Work to complete:
a) From the Walker and Company interview, return the passage from "Google Analytics and" up to and including "reports for us.", copied word for word.
b) According to the Walker and Company interview, which tool does the company use for its most detailed analysis of churn, conversion, and revenue?

Passage to read:
+ + + + + + +

And just like that—after stints at AOL, ThisLife, and Shutterfly—Romy Macasieb became the first product manager at Walker and Company.

“I wasn’t actively looking for a job,” Romy says, “but as Tristan and I talked more, I began to see what an awesome experience it would be to work at Walker and Company, so here I am.”

Since its debut in 2013, Walker and Company has drawn attention for its unique mission: to make health and beauty simple for people of color. Their flagship product, the Bevel Shave System, is designed for those who usually suffer skin irritation or razor bumps from shaving. Bevel is available as a subscription: folks pay monthly and receive new product quarterly.

Until very recently, Walker and Company was short a growth lead or a data scientist to handle analytical tasks. As product manager, Romy helped pick up some duties—chief among them: helping Walker and Company transition from metrics available in out-of-the-box tools to metrics specifically tailored to their business.

In this interview, Romy talks about the analytics tools Walker and Company uses, their process for defining metrics, and how they stayed data-informed in the days before a dedicated growth lead.

Romy Macasieb

Analytics stack

What analytics tools do you use?

At a session level, I use Google Analytics for measuring uniques and page views, etc. One level deeper, we use Mixpanel and Heap Analytics for conversion and funnel metrics—like if someone visits getbevel.com, goes through the different pages, and then checks out. I spend a lot of time in those two services, looking at a bunch of different funnels I've bookmarked.

With Heap, we drill down on customer engagement and attribution. We can look at initial and last touch attribution which is helpful in understanding who converts, and why. We’re actively working on multi-touch to get deeper understandings.

For the most detailed analysis, we use Mode to slice and dice things like churn, conversion, and revenue. By channel, who are our highest LTV customers, what do margins look like, and cost of goods? We have a few reports that we continuously look at: revenue, orders by channel, LTV, etc. It's where metrics uniquely tailored to our business live.

Were all these tools in place before you got to Walker and Company?

Google Analytics and Mixpanel were up and running before I arrived. Those are pretty standard.

We were also relying on the consulting team over at RJMetrics. We'd tell them “We want to analyze this set of data” and their team would run reports for us.

RJMetrics worked well in the beginning, but as we grew, we needed to make sure no metrics were housed in a black box. We needed to take more control over how we defined metrics and how they were quality assured. Bevel is a bit different than a typical subscription business. It's not the constant rhythm of paying the same price every month and getting a product every month. You pay monthly, we ship quarterly. Month one you send in a payment that includes shipping and handling, and you get a box. Month two and three, you're just paying for the product. Then the cycle repeats. A customer can pause payment if they feel like they have too much product.

+ + + + + + +

Provided information:
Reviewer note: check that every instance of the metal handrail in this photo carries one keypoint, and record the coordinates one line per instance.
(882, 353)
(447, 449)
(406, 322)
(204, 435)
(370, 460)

+ + + + + + +

Responses to the tasks:
a)
Google Analytics and Mixpanel were up and running before I arrived. Those are pretty standard.

We were also relying on the consulting team over at RJMetrics. We'd tell them “We want to analyze this set of data” and their team would run reports for us.

b) Mode